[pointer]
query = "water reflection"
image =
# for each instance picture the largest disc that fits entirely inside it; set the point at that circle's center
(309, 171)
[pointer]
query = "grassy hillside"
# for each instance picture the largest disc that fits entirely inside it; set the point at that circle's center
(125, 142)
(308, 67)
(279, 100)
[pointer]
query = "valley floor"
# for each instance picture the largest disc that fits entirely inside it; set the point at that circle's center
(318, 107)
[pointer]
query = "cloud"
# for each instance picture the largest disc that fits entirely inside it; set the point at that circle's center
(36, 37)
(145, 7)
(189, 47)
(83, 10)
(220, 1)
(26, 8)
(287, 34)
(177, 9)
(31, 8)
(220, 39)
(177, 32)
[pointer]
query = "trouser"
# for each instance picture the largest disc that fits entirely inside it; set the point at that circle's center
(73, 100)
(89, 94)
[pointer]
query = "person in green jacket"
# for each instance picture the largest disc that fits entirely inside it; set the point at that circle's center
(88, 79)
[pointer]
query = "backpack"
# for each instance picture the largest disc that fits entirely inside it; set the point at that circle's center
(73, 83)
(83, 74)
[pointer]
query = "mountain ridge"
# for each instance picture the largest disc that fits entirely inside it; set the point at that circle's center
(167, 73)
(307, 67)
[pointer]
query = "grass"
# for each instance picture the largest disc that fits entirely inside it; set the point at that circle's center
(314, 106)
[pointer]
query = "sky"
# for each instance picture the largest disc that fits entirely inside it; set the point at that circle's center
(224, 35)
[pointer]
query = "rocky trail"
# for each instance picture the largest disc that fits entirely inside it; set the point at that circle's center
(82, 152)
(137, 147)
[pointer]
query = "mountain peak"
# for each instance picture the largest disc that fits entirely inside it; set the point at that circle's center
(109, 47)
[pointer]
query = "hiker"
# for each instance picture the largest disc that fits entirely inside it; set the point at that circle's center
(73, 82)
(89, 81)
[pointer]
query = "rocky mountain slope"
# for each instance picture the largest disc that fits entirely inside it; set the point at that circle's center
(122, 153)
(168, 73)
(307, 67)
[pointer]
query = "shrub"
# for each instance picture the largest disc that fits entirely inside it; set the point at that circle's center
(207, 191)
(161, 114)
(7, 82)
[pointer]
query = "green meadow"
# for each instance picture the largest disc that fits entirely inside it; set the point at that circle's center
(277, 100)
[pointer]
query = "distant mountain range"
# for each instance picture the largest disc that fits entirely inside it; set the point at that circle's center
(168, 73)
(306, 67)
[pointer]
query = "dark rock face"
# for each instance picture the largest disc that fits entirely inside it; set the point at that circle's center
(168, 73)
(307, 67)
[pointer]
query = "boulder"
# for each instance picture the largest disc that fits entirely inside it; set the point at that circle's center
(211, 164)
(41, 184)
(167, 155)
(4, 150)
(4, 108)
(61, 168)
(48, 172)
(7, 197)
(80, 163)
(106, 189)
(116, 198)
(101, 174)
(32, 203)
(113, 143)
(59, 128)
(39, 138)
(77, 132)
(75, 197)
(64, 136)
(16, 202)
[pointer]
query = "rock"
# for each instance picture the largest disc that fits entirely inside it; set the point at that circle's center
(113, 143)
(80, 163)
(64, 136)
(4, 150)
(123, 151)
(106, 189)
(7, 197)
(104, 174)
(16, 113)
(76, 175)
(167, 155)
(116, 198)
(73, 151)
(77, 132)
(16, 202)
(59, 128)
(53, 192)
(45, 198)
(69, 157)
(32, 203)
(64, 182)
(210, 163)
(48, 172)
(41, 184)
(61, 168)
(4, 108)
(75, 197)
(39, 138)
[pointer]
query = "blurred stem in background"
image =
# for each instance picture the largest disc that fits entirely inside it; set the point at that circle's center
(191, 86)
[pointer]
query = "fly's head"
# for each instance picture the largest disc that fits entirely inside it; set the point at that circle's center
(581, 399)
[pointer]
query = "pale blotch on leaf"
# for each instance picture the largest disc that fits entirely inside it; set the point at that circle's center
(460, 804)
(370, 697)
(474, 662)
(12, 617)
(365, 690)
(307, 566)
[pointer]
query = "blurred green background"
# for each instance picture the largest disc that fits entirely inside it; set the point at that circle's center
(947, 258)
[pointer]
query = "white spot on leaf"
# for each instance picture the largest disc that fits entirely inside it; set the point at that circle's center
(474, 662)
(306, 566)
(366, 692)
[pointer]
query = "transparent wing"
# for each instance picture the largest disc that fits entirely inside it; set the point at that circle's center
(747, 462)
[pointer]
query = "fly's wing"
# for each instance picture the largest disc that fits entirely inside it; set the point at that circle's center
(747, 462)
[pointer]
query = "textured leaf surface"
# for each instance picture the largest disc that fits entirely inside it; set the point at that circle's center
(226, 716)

§ **TASK PROMPT**
Collect every line of the material that contains the word "background", and copy each one.

§ **OUTPUT OF THE TASK**
query = "blurred stem in background"
query = "blurred green background"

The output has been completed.